Reading passage:
· · · · · · ·

David Bentley Hart: 4 Meditations on Apokatastasis
5: The limited conditions of choice
David Bentley Hart’s book, That All Shall Be Saved: Heaven, Hell, and Universal Salvation, sets forth a powerful, passionate argument against the traditional Christian doctrine of eternal conscious punishment — that sinners wind up forever in hell — and for the belief that all shall be saved.
Thus far we have considered the concept of apokatastasis and the implications for eschatology that arise from believing that God is the good creator of all. Then we talked about some of the biblical material that Hart uses to support his case. Last time we reflected upon the nature and destiny of human beings, created in the image of God.
In our final post, we consider David Bentley Hart’s fourth meditation on the topic of “free choice.” As most of you may know, one of the most common defenses of the view that sinners will suffer eternal punishment consists of an appeal to human free will. If people choose not to respond in faith to the good news of salvation in Christ, they face an eternal destiny separated from God in the fires of hell. As it is said, “God doesn’t send people to hell, they freely choose to go there.”

· · · · · · ·

Data shown:
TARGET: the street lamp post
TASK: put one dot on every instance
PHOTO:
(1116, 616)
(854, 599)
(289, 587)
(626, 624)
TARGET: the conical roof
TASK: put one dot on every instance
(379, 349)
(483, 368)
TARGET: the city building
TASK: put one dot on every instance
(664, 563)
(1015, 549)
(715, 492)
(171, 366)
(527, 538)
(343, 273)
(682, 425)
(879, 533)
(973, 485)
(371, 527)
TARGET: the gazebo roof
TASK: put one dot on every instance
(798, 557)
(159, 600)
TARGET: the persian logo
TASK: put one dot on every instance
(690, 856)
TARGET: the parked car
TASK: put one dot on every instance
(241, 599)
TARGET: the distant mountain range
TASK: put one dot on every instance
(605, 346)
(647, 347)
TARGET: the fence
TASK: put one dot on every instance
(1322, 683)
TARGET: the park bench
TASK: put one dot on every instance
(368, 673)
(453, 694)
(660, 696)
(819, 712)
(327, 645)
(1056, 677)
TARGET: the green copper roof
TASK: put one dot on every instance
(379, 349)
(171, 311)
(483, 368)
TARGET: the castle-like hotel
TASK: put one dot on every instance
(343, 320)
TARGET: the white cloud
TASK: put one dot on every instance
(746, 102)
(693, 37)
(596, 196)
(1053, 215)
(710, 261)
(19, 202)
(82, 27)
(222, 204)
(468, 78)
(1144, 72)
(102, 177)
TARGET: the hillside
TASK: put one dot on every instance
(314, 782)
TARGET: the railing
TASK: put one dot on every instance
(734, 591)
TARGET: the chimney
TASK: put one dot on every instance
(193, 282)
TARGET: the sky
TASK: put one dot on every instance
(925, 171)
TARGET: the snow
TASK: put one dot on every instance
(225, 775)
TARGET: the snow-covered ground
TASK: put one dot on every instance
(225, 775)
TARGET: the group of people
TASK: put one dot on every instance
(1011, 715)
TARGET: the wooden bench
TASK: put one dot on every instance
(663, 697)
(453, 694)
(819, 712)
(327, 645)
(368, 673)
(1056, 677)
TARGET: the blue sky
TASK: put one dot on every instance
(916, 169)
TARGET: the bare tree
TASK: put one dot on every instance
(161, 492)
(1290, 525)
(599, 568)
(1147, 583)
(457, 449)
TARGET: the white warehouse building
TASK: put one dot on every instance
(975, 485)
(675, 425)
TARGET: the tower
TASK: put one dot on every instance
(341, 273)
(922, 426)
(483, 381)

· · · · · · ·

Task 1:
Answer these questions about the blog post on Hart's book:
(a) What is the full title of David Bentley Hart's book?
(b) What did the post before this one reflect on?
(c) Which of Hart's meditations does this final post consider, and on what topic?
Task 2: Sum up the blog post on Hart's book in two sentences.
Task 3: Carry on the blog post on Hart's book from its last sentence.

Exercise result 1:
(a) That All Shall Be Saved: Heaven, Hell, and Universal Salvation.
(b) The nature and destiny of human beings, created in the image of God.
(c) His fourth meditation, on the topic of "free choice."

Exercise result 2: David Bentley Hart's book argues against the traditional Christian doctrine that sinners suffer forever in hell and for the belief that all shall be saved. After earlier posts on apokatastasis, the biblical material, and human nature, this final post takes up Hart's fourth meditation on "free choice," since a common defense of eternal punishment appeals to human free will.

Exercise result 3:
Hart finds he cannot tolerate this position. After an extended rant against the very idea of hell and eternal punishment and those theologies which have developed and promulgate these teachings, he focuses in on the free will defense.
Hence, the only defense of the infernalist position that is logically and morally worthy of being either taken seriously or refuted scrupulously is the argument from free will: that hell exists simply because, in order for a creature to be able to love God freely, there must be some real alternative to God open to that creature’s power of choice, and that hell therefore is a state the apostate soul has chosen for itself in perfect freedom, and that the permanency of hell is testament only to how absolute that freedom is. This argument too is wrong in every way, but not contemptibly so. Logically it cannot be true; but morally it can be held without doing irreparable harm to one’s understanding of goodness or of God, and so without requiring the mind to make a secret compromise with evil (explicitly, at least). (p. 171)
Why does David Bentley Hart say that this argument is “wrong in every way” and cannot be logically true?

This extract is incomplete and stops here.